Work to complete:
Copy out, word for word, the records from the line holding "of the field" to the line holding "(265, 1041)", including both of those lines.

Data supplied:
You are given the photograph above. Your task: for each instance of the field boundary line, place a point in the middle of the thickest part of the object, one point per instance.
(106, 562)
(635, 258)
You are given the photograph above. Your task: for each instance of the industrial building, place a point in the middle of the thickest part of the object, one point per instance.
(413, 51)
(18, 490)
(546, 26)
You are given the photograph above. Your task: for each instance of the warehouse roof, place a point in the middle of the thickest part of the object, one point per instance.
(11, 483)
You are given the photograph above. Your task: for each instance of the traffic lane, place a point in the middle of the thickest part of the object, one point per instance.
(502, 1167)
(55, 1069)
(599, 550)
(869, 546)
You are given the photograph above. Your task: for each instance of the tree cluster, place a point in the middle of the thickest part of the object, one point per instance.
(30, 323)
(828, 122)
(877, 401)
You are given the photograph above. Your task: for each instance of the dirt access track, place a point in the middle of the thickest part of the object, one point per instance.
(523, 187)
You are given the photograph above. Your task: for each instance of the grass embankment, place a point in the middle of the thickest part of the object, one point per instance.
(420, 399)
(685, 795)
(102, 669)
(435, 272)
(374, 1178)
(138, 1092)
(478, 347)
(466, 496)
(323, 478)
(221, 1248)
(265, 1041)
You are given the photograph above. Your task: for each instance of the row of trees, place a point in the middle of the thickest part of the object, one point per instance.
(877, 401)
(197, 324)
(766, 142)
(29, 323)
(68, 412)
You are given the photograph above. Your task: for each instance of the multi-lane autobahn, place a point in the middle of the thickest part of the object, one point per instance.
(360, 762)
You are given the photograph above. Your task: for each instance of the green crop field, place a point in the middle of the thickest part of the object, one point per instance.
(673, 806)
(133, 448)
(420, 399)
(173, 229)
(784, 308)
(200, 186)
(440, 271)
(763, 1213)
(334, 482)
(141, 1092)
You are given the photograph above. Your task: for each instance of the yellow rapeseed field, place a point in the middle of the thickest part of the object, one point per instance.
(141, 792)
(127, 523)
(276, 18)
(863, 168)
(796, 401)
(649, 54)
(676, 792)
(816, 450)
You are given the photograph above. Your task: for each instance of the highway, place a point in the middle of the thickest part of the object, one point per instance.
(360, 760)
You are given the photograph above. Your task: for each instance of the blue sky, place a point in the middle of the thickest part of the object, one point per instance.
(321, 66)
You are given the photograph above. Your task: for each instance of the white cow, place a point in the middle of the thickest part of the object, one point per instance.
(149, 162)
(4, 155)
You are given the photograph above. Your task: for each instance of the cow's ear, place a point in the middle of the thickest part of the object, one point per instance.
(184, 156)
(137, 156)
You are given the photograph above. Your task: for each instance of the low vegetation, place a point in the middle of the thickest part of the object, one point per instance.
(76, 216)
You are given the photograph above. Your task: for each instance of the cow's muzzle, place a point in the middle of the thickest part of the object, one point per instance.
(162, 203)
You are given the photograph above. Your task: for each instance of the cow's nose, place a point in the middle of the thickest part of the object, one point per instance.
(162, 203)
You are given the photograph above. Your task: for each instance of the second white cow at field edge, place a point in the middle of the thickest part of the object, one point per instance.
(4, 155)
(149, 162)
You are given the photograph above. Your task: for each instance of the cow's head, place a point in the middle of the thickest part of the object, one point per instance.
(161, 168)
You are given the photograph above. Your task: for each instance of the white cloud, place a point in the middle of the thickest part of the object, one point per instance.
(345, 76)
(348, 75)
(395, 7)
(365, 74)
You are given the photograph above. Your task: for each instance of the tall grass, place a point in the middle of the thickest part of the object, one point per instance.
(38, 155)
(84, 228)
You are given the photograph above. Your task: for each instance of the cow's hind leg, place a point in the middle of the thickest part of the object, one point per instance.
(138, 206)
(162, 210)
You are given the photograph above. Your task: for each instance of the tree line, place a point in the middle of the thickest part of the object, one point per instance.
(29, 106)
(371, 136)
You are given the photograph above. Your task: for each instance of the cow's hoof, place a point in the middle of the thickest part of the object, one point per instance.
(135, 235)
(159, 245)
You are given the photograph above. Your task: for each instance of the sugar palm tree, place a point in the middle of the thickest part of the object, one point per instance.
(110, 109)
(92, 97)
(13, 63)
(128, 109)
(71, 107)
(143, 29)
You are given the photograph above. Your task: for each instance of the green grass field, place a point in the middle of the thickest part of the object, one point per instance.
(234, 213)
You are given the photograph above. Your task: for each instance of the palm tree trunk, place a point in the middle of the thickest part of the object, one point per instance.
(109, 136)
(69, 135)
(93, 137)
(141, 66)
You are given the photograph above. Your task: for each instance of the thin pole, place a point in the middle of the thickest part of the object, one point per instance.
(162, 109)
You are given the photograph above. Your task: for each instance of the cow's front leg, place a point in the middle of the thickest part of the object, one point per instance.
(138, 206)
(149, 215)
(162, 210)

==

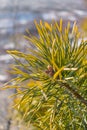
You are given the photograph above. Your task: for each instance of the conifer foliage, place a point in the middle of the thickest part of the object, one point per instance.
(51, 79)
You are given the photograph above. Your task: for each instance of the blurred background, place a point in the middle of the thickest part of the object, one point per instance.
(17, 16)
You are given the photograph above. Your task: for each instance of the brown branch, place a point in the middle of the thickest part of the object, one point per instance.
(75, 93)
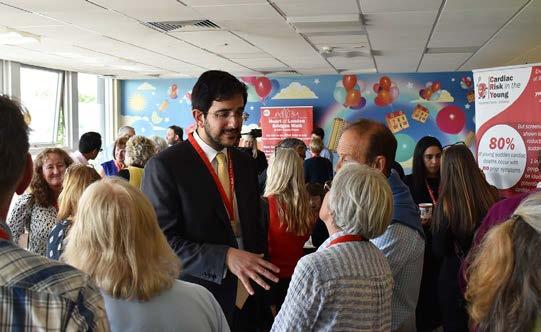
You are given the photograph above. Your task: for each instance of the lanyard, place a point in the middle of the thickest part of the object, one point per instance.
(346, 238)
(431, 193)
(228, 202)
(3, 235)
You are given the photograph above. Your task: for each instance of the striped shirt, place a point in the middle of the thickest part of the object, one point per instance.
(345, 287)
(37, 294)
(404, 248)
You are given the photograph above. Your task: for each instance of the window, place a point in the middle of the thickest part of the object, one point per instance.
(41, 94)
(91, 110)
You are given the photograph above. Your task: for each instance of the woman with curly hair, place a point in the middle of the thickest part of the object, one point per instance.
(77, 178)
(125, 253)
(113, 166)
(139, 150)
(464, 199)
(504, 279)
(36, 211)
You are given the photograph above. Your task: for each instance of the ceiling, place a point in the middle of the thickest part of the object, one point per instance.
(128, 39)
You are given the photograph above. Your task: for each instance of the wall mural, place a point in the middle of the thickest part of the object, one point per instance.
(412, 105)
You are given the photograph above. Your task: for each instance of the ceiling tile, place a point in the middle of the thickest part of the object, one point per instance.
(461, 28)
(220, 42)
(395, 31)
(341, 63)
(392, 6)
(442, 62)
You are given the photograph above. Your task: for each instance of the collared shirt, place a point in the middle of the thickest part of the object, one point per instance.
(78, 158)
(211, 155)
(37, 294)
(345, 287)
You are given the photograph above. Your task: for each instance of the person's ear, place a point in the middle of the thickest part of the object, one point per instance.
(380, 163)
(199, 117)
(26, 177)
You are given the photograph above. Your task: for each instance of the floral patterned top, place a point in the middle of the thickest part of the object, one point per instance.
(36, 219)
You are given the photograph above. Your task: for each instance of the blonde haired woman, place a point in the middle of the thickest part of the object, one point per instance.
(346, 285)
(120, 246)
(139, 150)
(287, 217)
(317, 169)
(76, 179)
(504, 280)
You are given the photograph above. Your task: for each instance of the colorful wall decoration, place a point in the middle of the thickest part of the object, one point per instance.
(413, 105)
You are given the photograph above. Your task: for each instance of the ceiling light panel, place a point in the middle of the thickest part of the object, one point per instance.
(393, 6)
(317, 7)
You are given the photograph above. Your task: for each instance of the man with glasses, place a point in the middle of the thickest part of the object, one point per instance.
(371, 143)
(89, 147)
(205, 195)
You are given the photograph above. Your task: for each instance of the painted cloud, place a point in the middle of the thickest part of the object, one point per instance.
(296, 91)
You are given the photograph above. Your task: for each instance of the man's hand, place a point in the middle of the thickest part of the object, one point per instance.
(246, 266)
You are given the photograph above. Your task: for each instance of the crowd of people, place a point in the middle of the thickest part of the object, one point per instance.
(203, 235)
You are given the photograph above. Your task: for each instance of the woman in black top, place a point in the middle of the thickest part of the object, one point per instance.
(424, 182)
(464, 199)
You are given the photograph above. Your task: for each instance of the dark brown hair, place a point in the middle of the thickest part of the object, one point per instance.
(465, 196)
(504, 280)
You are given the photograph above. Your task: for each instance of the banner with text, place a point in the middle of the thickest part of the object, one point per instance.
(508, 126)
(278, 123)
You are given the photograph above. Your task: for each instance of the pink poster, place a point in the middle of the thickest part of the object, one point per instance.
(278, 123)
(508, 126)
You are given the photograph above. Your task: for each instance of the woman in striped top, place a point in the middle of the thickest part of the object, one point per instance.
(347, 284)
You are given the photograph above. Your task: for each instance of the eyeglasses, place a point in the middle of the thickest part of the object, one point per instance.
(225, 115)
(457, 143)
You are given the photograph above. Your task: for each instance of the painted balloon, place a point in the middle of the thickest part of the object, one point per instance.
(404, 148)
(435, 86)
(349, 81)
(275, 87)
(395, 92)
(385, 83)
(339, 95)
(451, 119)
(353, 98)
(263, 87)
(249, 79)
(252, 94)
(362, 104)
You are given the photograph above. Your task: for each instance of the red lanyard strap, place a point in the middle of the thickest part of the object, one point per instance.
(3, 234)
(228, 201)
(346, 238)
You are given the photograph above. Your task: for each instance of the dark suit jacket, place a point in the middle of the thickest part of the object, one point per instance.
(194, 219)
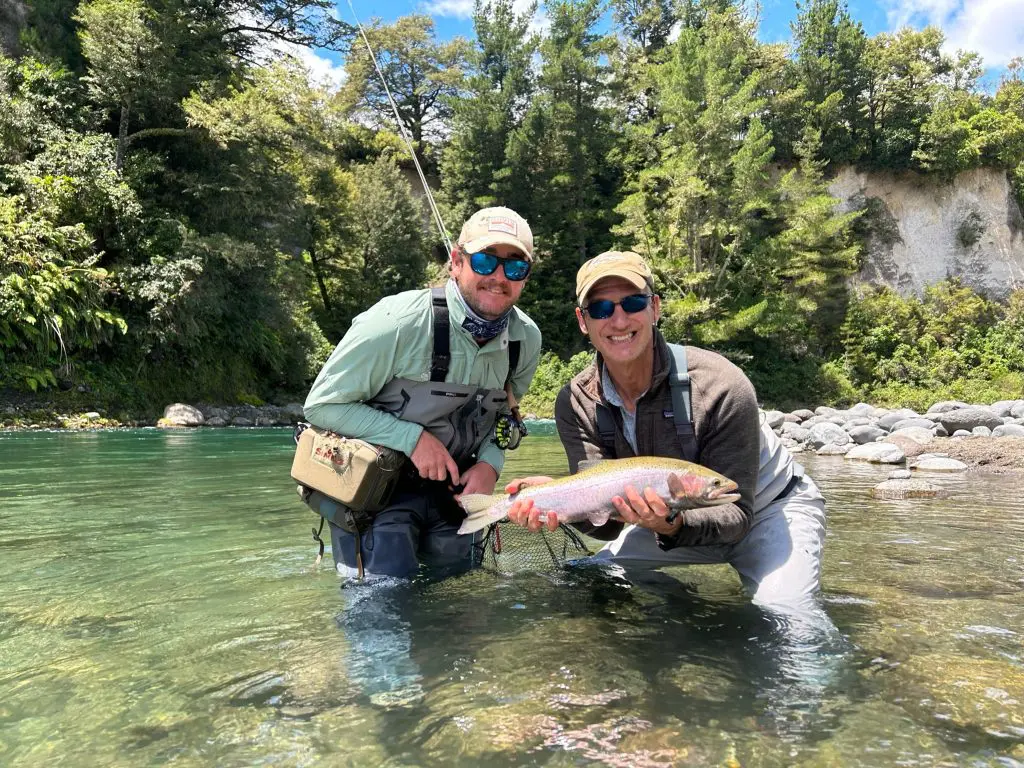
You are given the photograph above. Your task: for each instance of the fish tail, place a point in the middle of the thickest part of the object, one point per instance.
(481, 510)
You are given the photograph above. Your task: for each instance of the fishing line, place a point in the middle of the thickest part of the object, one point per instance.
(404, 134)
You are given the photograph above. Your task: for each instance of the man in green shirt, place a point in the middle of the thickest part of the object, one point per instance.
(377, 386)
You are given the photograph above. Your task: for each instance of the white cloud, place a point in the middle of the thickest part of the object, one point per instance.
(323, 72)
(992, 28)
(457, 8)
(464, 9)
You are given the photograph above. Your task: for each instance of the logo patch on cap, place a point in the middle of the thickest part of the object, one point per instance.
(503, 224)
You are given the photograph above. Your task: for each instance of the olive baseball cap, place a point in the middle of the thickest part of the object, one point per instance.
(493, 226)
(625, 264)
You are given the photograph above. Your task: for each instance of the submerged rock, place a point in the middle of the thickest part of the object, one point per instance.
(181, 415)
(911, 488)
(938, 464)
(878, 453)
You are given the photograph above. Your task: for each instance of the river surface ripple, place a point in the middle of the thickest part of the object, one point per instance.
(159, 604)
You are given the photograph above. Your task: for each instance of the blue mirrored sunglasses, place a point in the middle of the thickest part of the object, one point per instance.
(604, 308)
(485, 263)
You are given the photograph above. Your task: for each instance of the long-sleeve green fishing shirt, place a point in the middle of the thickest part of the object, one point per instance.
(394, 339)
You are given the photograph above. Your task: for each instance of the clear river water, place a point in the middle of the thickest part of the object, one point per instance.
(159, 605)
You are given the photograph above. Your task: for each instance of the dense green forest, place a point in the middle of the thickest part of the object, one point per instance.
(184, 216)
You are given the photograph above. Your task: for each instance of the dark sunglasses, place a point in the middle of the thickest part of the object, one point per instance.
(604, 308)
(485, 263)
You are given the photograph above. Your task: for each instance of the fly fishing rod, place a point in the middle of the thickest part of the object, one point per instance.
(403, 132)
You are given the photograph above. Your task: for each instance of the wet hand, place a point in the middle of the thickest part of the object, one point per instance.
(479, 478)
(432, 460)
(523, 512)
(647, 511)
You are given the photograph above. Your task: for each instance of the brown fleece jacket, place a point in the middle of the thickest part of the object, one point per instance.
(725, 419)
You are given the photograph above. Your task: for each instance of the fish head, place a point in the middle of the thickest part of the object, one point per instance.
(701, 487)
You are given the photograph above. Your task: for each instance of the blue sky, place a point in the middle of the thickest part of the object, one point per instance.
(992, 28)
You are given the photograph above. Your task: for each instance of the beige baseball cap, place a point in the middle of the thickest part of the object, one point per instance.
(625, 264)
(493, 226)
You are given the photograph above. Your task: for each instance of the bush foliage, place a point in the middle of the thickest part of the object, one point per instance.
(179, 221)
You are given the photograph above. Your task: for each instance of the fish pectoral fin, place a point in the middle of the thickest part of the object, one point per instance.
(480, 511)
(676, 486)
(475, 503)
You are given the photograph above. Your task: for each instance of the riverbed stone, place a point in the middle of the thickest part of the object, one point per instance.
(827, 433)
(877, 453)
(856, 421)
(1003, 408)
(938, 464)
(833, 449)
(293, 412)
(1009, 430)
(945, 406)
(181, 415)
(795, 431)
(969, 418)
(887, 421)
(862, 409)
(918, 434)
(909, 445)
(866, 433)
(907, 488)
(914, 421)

In response:
You are given the photograph above. Your task: for each instance of the field boundary line, place a point in the middle of the thickest part of the object, one point per instance.
(106, 562)
(635, 258)
You are given the photograph above. Your task: for each instance of the industrial building, place a point in the middle of the thickest part of the object, one point per instance.
(413, 51)
(18, 490)
(546, 26)
You are given the photograph above. Your task: for each instance of the warehouse roof, place a point in the middle of the thickest part of the object, one point per instance.
(11, 483)
You are given the photograph above. Your task: for each instance of the traffic lane, place a point in the middle of the thickest part of the object, one point per instance.
(502, 1167)
(55, 1069)
(599, 550)
(869, 546)
You are given the photograph above. Your task: for each instance of the tree cluster, place a point in the middle of the thickest part of the object, one point per instance.
(30, 323)
(828, 122)
(877, 401)
You are given the photograph above. Your task: for each instance of the dirt access track, place a point in the middle of the thickest part of the object, one point per instance.
(523, 187)
You are given the photograph above. Your task: for each instance of the grass embankment, place a point in the middle of the thickest part of the object, one point per instance.
(420, 399)
(685, 795)
(102, 669)
(435, 272)
(374, 1178)
(138, 1092)
(478, 347)
(466, 496)
(323, 478)
(221, 1248)
(265, 1041)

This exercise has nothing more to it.